YOUR OBJECTIVE: In the records, find every line with the word "below" and copy it out.

(Saved entries)
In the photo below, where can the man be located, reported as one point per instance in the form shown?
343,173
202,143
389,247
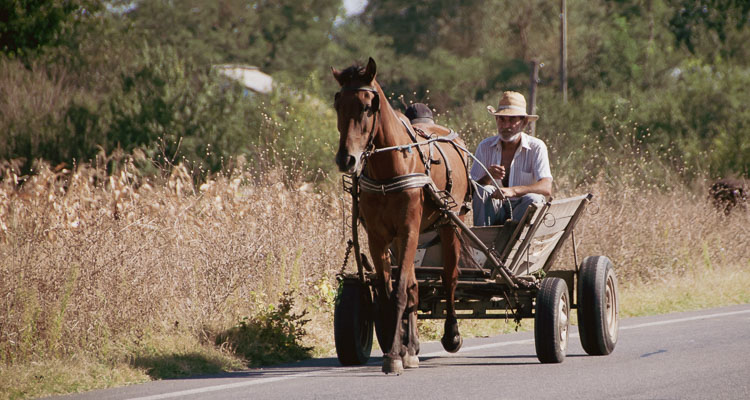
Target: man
518,162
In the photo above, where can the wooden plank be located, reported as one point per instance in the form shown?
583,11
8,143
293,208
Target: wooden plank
550,225
539,252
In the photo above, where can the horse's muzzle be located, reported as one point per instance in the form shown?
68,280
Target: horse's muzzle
347,163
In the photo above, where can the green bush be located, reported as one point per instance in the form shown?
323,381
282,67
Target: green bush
272,336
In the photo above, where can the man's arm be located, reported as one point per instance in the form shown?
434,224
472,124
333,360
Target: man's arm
497,172
542,186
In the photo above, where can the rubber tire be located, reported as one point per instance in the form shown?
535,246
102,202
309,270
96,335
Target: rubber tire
550,348
598,322
352,323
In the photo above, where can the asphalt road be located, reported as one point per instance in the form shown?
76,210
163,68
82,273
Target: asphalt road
694,355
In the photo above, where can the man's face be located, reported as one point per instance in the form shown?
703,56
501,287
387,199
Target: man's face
509,126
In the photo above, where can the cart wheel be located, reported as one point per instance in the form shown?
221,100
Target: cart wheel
352,323
551,321
598,306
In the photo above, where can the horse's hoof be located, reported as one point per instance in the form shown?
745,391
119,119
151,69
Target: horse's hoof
411,361
393,366
452,345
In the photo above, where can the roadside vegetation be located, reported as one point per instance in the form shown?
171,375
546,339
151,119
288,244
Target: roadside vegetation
159,221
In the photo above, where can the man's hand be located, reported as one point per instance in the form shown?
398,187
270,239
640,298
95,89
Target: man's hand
504,192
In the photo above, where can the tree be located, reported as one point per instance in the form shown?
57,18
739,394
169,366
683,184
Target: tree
28,25
711,24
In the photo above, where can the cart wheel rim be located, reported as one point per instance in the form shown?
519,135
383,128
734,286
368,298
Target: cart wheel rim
611,307
563,322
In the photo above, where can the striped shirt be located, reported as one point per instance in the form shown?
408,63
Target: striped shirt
529,165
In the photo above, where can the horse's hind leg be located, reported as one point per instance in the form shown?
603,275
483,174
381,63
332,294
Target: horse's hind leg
412,341
451,247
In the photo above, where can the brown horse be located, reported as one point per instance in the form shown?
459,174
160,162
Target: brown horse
366,122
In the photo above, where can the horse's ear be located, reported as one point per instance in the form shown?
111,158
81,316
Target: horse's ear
371,70
337,74
375,105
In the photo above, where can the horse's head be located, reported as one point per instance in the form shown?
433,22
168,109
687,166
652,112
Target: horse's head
357,105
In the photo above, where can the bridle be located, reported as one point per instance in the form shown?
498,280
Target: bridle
371,137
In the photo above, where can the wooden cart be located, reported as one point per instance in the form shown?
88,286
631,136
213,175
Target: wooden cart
512,277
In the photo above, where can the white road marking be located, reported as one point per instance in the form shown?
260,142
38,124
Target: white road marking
259,381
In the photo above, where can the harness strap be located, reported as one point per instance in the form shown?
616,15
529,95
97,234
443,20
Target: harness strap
397,184
413,136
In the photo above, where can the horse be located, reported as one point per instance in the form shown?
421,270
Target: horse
367,123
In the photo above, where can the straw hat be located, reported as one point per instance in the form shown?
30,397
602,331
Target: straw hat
512,104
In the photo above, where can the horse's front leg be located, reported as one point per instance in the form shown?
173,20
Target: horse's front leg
383,292
405,293
451,247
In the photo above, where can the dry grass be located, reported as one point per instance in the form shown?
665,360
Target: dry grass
88,259
96,265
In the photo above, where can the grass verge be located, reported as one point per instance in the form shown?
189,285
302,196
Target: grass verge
180,355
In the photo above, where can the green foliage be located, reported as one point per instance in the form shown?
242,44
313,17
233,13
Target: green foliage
708,24
140,76
270,337
27,26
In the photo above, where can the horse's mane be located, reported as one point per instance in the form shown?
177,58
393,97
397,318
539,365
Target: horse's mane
356,71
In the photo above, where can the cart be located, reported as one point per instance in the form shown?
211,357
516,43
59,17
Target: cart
512,277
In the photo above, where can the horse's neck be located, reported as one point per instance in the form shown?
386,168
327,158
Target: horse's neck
391,132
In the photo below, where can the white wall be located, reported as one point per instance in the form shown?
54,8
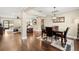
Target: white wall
69,22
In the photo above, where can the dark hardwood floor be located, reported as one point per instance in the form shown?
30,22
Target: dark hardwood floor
12,42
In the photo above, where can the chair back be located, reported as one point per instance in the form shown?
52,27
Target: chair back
49,31
65,32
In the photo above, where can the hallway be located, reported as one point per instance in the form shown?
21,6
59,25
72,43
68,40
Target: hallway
12,42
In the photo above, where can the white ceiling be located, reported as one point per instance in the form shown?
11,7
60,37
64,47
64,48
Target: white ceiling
15,11
10,11
48,10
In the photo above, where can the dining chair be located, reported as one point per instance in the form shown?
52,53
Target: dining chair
49,33
63,35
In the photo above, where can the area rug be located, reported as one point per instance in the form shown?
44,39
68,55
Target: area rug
57,43
68,47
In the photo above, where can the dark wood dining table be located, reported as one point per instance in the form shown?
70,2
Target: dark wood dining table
54,33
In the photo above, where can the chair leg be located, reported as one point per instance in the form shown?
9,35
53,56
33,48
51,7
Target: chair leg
61,41
65,40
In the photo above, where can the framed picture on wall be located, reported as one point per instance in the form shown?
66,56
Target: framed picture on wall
59,20
34,21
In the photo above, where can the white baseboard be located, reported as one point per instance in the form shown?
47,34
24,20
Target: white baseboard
24,38
74,37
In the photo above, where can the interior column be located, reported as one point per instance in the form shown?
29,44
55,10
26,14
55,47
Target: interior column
24,26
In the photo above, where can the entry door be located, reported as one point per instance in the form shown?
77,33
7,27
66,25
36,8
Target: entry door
6,24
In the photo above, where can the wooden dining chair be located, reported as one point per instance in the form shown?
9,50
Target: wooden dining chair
63,35
49,32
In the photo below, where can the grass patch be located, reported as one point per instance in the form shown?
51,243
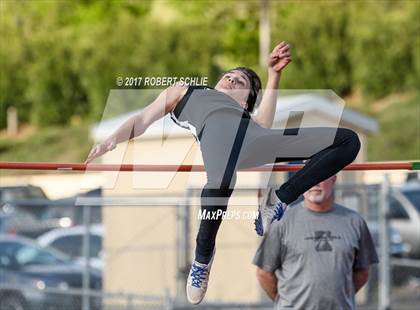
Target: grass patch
399,133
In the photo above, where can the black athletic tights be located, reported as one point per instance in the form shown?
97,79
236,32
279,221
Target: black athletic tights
230,142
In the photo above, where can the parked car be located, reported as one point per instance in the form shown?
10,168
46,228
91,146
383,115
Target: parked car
28,271
70,242
36,214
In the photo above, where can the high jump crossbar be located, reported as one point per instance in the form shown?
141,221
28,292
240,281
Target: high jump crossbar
191,168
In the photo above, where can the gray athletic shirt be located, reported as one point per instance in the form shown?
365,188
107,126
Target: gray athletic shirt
198,103
314,254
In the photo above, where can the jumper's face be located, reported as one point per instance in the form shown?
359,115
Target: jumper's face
235,84
321,192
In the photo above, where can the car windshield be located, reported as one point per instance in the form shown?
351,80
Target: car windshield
21,193
414,197
24,254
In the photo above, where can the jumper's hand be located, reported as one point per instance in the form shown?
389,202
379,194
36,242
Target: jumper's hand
279,58
100,149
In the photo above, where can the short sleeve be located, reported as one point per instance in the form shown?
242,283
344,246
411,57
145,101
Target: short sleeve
268,255
366,253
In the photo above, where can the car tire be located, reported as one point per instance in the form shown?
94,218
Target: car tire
12,302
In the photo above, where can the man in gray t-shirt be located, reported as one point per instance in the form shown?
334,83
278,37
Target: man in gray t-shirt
317,256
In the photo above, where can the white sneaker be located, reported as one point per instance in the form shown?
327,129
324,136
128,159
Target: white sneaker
197,282
270,209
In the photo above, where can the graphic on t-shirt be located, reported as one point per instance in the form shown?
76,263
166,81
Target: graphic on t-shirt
323,239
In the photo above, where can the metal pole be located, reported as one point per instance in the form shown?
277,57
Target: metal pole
384,264
86,254
192,168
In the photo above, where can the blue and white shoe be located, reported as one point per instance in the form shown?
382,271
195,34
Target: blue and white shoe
270,209
198,280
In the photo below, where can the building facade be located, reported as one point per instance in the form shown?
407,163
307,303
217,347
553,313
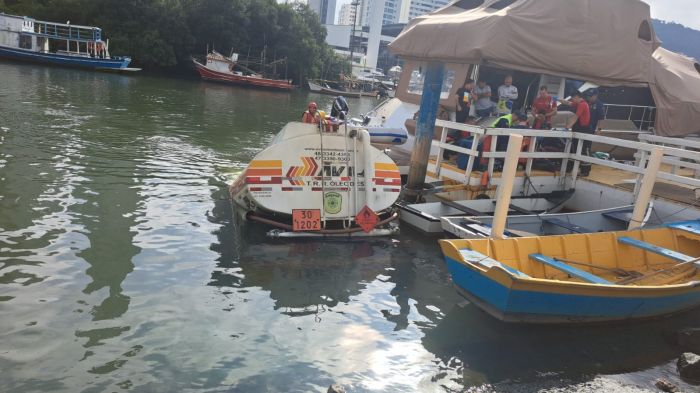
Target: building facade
347,15
398,11
413,8
325,10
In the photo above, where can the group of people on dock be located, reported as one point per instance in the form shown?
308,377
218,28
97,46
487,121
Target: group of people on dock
588,109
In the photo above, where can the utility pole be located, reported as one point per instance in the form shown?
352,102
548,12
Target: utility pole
355,3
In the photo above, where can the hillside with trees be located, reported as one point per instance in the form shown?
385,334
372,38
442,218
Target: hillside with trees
678,38
164,34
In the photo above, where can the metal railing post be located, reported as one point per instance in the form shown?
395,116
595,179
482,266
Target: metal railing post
472,157
492,161
441,151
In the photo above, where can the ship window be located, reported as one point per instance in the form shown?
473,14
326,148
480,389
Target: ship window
645,31
469,4
25,41
501,4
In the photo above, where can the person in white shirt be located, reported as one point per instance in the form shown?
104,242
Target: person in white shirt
507,93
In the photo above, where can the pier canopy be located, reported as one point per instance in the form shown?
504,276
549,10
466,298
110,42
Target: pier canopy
608,42
676,90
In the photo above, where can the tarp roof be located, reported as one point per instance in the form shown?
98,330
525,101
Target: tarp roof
676,89
607,42
594,40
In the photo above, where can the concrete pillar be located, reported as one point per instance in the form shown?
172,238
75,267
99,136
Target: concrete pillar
505,189
425,126
645,190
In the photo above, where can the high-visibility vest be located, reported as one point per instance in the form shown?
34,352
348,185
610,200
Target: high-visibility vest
508,117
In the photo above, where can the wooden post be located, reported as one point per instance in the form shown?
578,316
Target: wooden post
645,190
505,189
425,126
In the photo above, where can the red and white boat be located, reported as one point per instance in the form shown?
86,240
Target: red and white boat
317,182
220,68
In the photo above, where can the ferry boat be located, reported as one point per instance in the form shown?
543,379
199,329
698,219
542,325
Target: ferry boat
219,68
320,180
25,39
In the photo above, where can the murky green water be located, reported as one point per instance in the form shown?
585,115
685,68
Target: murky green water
121,268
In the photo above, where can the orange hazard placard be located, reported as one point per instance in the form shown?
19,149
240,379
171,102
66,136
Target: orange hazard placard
367,219
306,220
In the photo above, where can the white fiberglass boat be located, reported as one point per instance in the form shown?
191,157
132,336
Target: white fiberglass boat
320,181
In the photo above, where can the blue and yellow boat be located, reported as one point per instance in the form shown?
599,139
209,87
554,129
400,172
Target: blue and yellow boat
581,278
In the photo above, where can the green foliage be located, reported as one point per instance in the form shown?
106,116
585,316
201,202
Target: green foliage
678,38
161,34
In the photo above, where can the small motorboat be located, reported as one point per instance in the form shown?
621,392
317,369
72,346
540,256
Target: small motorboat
344,89
549,223
580,278
223,69
320,181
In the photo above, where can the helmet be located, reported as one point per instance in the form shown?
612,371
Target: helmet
520,115
340,108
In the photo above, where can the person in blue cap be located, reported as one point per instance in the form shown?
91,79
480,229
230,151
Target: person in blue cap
597,109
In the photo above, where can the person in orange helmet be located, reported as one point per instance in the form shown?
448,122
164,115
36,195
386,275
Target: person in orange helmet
311,115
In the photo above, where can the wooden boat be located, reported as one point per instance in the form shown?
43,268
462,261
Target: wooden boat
581,278
27,39
427,216
219,68
338,89
549,223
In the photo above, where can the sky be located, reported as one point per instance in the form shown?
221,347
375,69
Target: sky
685,12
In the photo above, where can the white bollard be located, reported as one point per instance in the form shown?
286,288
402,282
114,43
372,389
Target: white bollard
505,189
646,189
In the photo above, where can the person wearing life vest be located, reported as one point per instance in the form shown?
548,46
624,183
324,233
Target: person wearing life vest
505,121
311,116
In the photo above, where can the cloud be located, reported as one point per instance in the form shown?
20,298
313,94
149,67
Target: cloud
686,12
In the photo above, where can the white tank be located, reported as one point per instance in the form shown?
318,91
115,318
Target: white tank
304,168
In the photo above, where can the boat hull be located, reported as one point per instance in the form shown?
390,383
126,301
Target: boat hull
64,60
316,88
303,169
521,302
215,76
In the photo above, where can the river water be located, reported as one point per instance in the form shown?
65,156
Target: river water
122,269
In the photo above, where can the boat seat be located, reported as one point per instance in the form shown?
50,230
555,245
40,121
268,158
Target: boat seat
475,257
688,226
620,215
675,255
567,225
570,270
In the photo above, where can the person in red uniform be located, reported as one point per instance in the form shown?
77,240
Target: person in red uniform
544,108
581,121
311,115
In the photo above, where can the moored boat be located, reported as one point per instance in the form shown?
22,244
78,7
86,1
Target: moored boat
219,68
26,39
580,278
549,223
340,89
318,182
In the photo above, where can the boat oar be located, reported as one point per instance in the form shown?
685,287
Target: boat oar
658,272
617,271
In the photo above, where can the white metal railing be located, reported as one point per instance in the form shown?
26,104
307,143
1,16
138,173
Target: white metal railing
679,157
680,143
646,119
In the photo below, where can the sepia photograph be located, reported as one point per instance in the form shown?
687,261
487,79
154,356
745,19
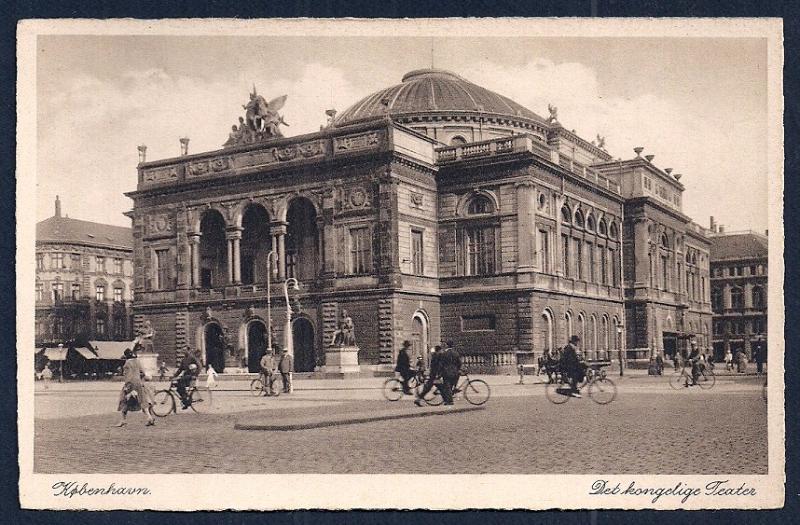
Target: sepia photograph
342,261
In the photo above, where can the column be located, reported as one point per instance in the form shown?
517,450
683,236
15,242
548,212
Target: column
526,225
194,245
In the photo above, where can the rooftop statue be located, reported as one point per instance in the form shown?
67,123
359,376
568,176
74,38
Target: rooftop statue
261,121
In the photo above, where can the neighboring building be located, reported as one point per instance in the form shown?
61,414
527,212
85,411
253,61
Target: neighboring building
433,210
84,281
739,291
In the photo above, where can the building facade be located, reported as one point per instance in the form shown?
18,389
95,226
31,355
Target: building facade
433,210
84,281
739,291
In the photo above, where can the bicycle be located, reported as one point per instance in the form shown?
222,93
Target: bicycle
601,389
164,401
393,387
705,380
476,391
258,388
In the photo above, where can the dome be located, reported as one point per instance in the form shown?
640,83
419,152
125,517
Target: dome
426,91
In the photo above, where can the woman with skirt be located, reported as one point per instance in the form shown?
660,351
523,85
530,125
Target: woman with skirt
135,395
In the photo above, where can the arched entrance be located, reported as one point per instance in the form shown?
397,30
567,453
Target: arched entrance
419,337
256,344
214,346
303,339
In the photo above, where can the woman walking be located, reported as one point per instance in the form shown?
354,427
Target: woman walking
135,395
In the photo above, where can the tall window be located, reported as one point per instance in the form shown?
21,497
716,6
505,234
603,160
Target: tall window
544,251
565,266
480,250
417,255
100,327
163,270
737,298
58,291
359,250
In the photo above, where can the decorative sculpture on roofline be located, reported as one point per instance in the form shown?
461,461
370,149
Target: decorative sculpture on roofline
261,121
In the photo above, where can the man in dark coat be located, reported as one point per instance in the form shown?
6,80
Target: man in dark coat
573,364
450,370
403,366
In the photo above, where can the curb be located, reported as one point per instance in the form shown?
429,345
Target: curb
351,419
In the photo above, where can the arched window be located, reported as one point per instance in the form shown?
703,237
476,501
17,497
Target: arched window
566,214
579,219
759,300
479,205
737,298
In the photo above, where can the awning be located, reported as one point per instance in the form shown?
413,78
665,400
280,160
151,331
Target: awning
86,353
56,354
110,349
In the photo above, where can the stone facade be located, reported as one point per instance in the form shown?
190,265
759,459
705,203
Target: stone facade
504,234
84,281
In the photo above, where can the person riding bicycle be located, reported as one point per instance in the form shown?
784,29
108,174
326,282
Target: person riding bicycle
403,366
573,364
187,372
695,358
267,365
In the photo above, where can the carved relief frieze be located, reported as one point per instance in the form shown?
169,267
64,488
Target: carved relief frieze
356,142
161,175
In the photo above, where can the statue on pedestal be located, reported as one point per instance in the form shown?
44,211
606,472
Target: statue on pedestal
345,335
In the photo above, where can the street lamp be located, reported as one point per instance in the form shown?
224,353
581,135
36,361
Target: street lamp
291,281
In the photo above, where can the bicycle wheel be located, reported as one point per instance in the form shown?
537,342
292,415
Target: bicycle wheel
201,400
476,392
256,387
677,380
557,392
392,389
274,388
163,403
602,391
706,380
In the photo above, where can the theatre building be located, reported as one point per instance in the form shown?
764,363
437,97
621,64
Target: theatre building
432,210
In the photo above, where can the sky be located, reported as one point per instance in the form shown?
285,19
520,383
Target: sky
698,104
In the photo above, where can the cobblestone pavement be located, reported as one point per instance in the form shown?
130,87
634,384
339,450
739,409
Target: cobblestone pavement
649,429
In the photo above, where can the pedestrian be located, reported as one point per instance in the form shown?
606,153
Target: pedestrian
403,366
135,395
211,378
286,367
729,360
451,370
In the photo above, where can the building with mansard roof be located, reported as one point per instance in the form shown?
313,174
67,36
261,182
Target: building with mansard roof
431,211
84,281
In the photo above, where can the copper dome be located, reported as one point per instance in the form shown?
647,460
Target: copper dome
435,91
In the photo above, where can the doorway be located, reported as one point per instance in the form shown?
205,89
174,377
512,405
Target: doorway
305,359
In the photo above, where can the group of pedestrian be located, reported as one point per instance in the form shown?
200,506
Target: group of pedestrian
444,371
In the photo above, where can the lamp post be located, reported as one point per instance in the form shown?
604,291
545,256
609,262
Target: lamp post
291,281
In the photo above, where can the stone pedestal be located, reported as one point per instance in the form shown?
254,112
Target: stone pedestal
148,362
341,362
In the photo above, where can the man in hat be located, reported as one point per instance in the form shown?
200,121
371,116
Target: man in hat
285,367
403,366
573,364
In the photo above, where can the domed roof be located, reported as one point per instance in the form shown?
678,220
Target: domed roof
435,91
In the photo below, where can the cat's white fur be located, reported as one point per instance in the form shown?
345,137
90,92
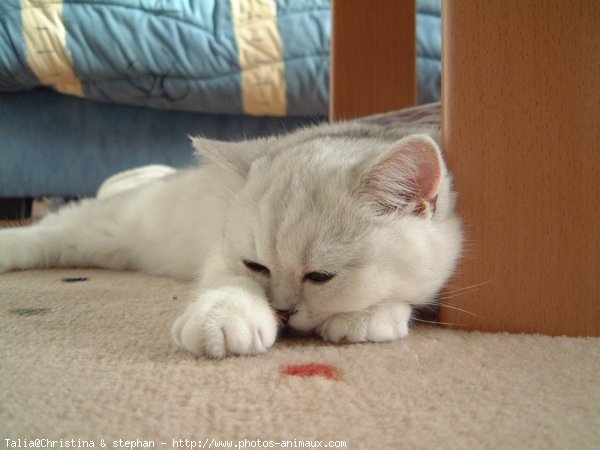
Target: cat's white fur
374,207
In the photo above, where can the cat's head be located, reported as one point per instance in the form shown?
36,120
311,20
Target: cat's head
337,222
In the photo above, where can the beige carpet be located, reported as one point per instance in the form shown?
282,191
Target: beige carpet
93,360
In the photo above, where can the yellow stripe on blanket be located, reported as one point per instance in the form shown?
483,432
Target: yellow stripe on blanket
261,57
46,42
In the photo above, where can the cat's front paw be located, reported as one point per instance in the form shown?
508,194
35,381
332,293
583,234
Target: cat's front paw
226,321
384,322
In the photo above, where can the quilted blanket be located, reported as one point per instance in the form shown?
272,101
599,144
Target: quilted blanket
257,57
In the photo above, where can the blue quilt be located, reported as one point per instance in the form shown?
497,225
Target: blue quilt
257,57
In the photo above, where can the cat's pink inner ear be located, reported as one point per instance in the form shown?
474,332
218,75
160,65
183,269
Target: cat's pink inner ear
408,177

THE COMPLETED TASK:
In the photo below, where can the man be located, reported as one point per instance in the form shown?
In the photo below, where can the white wall be located, reported as one point per instance in the form shown?
In the photo below, where can the grass patch be located, reported as one point per instance in the form shown?
In the photo below, where can the building facade be located, reported as one point per instance in the form shown?
In the photo below, where can the sepia photograph be located, reported as one point per instance in the form shown?
In the photo below, where can the cat's white fur be located, reported as one point per instance in the form shown?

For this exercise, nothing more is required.